» **Job**:
Which lines in the rows below contain the word "instance"? Pull out each of those lines and copy it in full.
# Supplied material start
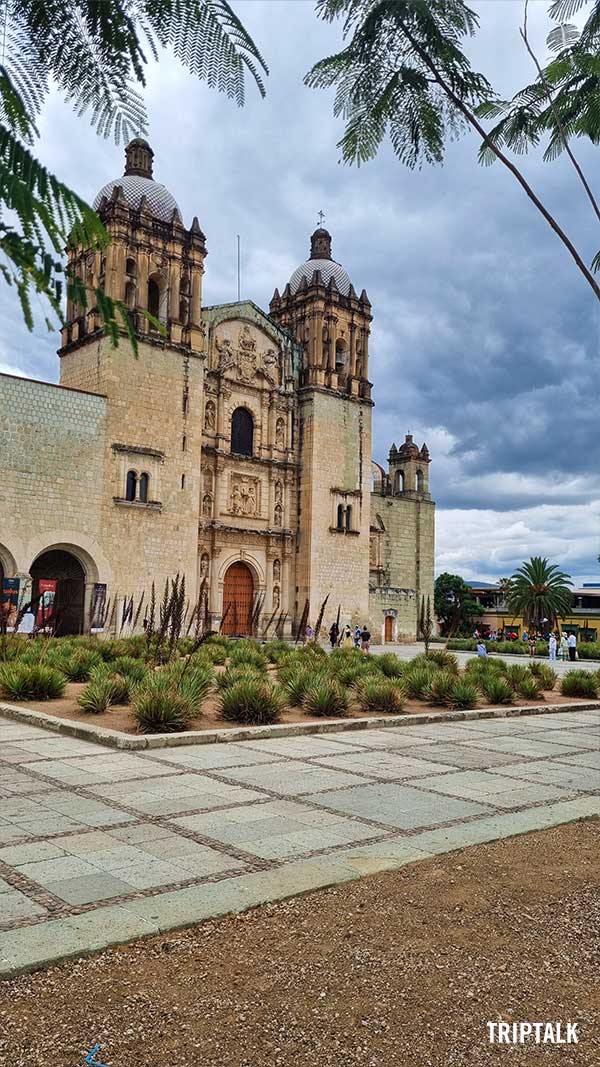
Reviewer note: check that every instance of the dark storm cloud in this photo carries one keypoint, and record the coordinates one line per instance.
# Supplied material end
# Supplied material start
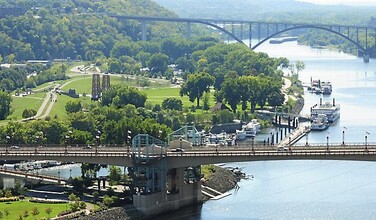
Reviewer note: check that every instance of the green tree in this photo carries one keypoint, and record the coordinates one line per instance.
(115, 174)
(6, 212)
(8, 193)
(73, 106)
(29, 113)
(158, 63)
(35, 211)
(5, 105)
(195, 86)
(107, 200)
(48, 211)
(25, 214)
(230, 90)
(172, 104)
# Supplied material end
» **Result**:
Reviewer note: check that every instance of the dark storm cloud in this photo carries one keypoint, and record the coordinates one line per instance.
Reviewer note: check that every instance of the green tree in this photo carries one keypoint, and record the coordinates one line per instance.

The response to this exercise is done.